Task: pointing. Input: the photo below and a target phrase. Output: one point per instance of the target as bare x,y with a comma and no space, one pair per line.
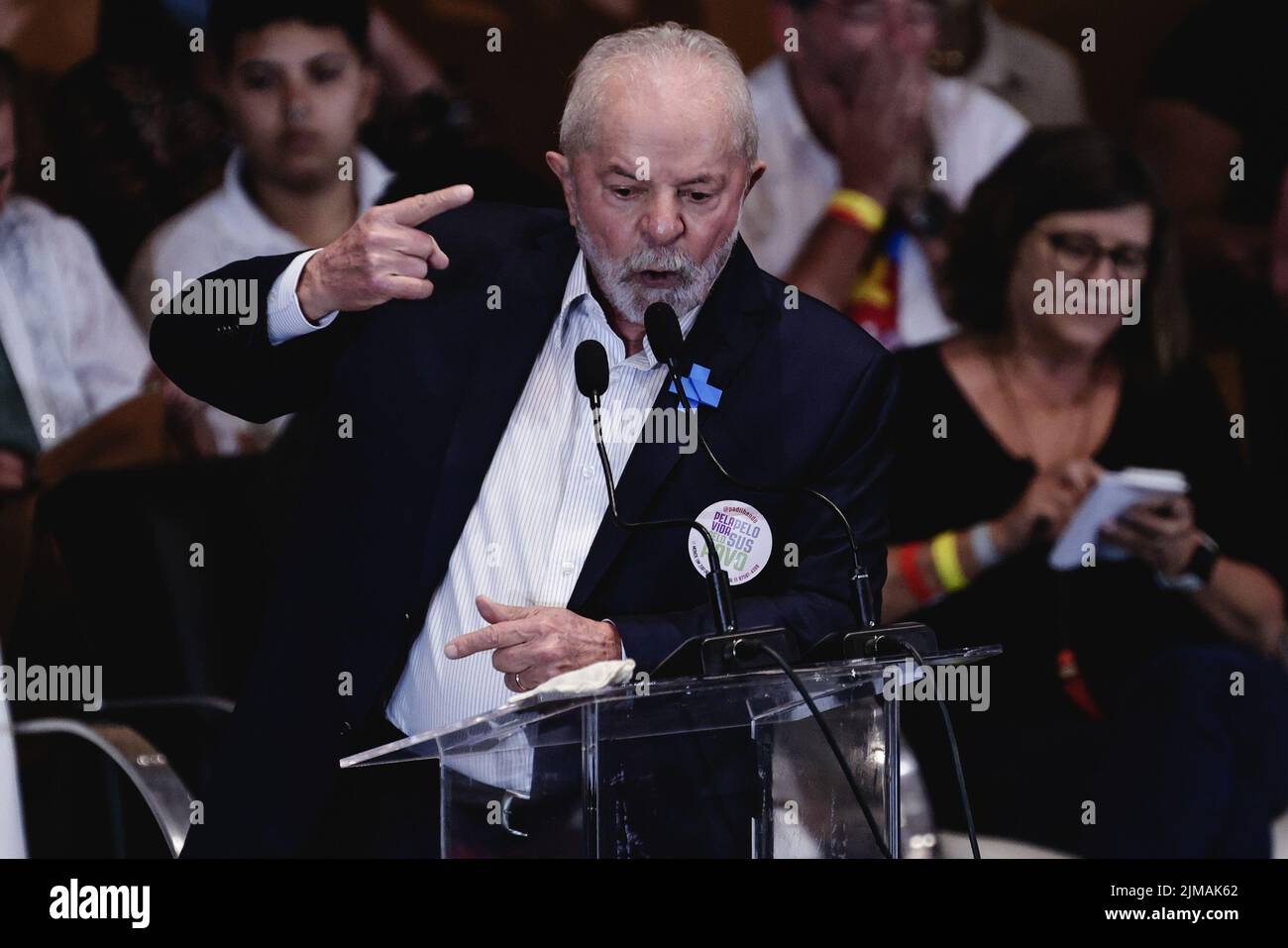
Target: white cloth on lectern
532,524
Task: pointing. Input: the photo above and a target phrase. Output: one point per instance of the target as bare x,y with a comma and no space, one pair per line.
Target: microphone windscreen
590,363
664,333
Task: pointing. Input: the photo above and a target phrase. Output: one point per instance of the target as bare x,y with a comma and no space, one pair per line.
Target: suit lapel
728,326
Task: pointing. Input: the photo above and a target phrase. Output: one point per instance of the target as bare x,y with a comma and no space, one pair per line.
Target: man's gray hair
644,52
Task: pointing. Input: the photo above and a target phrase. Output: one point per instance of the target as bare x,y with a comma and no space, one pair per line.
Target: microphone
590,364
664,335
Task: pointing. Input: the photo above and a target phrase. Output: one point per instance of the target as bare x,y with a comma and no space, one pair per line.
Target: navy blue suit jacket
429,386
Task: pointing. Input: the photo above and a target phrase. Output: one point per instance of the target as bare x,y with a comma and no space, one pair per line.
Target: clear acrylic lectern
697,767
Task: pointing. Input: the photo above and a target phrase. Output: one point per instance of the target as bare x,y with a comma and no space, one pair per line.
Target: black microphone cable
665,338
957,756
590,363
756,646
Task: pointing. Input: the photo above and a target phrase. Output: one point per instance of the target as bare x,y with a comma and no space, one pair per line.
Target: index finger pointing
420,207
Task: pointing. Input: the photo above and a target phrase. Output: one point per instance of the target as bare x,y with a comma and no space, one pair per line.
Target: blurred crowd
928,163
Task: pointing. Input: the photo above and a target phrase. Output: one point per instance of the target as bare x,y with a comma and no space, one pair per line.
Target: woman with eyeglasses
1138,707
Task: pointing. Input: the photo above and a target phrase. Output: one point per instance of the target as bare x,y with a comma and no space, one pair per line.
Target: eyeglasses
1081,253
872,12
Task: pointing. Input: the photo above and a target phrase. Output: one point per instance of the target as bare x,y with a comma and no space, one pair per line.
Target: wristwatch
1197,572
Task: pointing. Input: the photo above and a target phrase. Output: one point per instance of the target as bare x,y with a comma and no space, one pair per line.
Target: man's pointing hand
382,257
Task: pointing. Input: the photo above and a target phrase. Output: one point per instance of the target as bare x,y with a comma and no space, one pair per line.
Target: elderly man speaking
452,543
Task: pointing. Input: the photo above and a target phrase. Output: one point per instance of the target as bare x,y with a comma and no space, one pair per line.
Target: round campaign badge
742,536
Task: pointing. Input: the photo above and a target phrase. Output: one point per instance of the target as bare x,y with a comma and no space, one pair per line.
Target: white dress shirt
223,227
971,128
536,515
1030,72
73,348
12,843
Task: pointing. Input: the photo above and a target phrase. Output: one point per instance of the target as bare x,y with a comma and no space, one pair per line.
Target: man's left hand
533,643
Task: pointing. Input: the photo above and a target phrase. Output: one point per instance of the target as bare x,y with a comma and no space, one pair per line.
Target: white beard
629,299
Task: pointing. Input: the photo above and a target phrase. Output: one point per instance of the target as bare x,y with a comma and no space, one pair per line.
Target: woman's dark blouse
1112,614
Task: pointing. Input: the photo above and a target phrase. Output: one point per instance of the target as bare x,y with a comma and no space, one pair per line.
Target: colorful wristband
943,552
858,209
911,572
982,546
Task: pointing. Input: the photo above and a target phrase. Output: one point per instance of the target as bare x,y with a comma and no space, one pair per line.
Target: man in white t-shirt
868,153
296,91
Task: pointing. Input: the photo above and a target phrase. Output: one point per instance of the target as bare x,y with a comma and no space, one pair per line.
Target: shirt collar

:::

▶ **Set exercise**: All preceding records should be duplicated verbatim, images excepted.

▶ **Solution to this task**:
Task: pointing. Input: the photo below and a target phrase. Output: one point per instance of the target as bare x,y with a comma and no space, one pair per line.
Target: white cloth on lectern
532,524
Task: pointing. Input: the photo above and a target phrase. Output: one point per instance of the target as bare x,y with a comma and no space, one pair per line.
Target: microphone windscreen
590,363
664,333
Task: pointing. Input: the photo above and a target phrase. Output: one point per instance of the target as bare x,y with a comma and no space, one pair per line.
Target: suit lapel
728,326
Task: pointing. Input: the photo above and a target phrase. Output: one point per instance of the target as bare x,y with a comma and no space, one pair per line.
Target: man's gray hair
644,52
Task: pointing. Input: the photo above and a target phrase. Output: one point per instance of the target as bare x,y with a comma and no space, one pair per line.
Target: microphone
590,364
664,335
Task: pointing. Input: the photo above and a target phrase. Output: one point per instance of the target as bare x,y with a comma and no space, one pair per line.
Target: navy blue suit jacket
429,386
Task: pointing. Input: the photo above and a target phrase. Output: one point per instance of the target as bare x,y with a comma and no space, one pair per line.
Target: clear acrylic lectern
697,767
Task: pointing. Input: the photo above and a target phrase. Output: one point per instance of the target as bare x,y with a comma and no space, one pair per line.
Target: black microphone cable
665,338
957,756
590,363
756,646
Task: pointing. Input: the photo above and a target phrase. Output: one point per instance of the target as bare x,y with a comma and no space, one pair per line.
Target: index finger pointing
420,207
Task: pointing. Input: the photo above and a target phrase. Output: one point per instance of the target as bare x,y with a comma and no space, one pair per line.
Target: blurred crowd
928,163
Task: pointing. Input: the photo above and a target phrase. Output: one point per instance of the target as bare x,y with a comma and no space, one pair per line.
Target: woman with eyeglasses
1138,707
Task: pointing. Input: the photo above and a target phrase. Output: one point per instance of the target as bare x,y with a comma and no space, one pair per line.
Target: eyeglasses
1081,253
872,12
Task: pointing. Input: the photo above and a target phrase. Output: one point per instance of the target as bare x,y with a comma and no space, one pair per line.
Target: wristwatch
1197,572
Task: pointing. Input: the photo above and a target phrase. Output: one point per instance of the target as bare x,y with a comma and no space, one pair per line.
Target: man's pointing hand
382,257
Task: pointing. Input: the photo above and a target phrase. Output: one point per instance of the target as bare x,y with a comma and no space, one pair per line.
Target: elderly man speaking
452,543
Task: pointing. Input: the photo above and a target phrase. Output: one point per instance of the target as bare x,y with a comma and no space, one pair per line.
Target: round campaign badge
742,536
Task: pointing. Input: the photo above and a target phrase. Output: one point per instance of the target as bare x,y with a comma and no space, one pair per line.
Target: white dress shirt
223,227
971,128
536,515
1030,72
73,348
12,843
Task: pointing. Input: the photo above and a target phrase. Output: one point per instance of the target as bare x,y with a comma and no space, one pair per line.
Target: man's left hand
533,643
Task: pointing. Input: the photo above and a target phrase. Output: one point per instance of the target as bare x,y with a comma and no space, one pair per line.
Target: white beard
629,299
Task: pointing. Input: the photo above and a target phrase. Output: one point per instance of the target as bare x,y with a comma and no space, one pair per line.
Target: woman's dark blouse
1112,614
Task: pointing. Input: the photo above and a target phrase. Output: one point per instance of the target as bare x,y with a comma and no space, one pair per line.
Target: colorful wristband
943,552
858,209
911,572
982,546
Task: pointing. Input: the photo above and a target phrase. Output: one point per instance of the target as bare x,y with a comma and no space, one pair per line.
Target: man in white t-shirt
868,153
296,91
Task: pointing. Input: the photo above and a target phrase. Output: one point per instance of the target as bare x,y with a comma and no space, one pair per line.
Target: shirt collar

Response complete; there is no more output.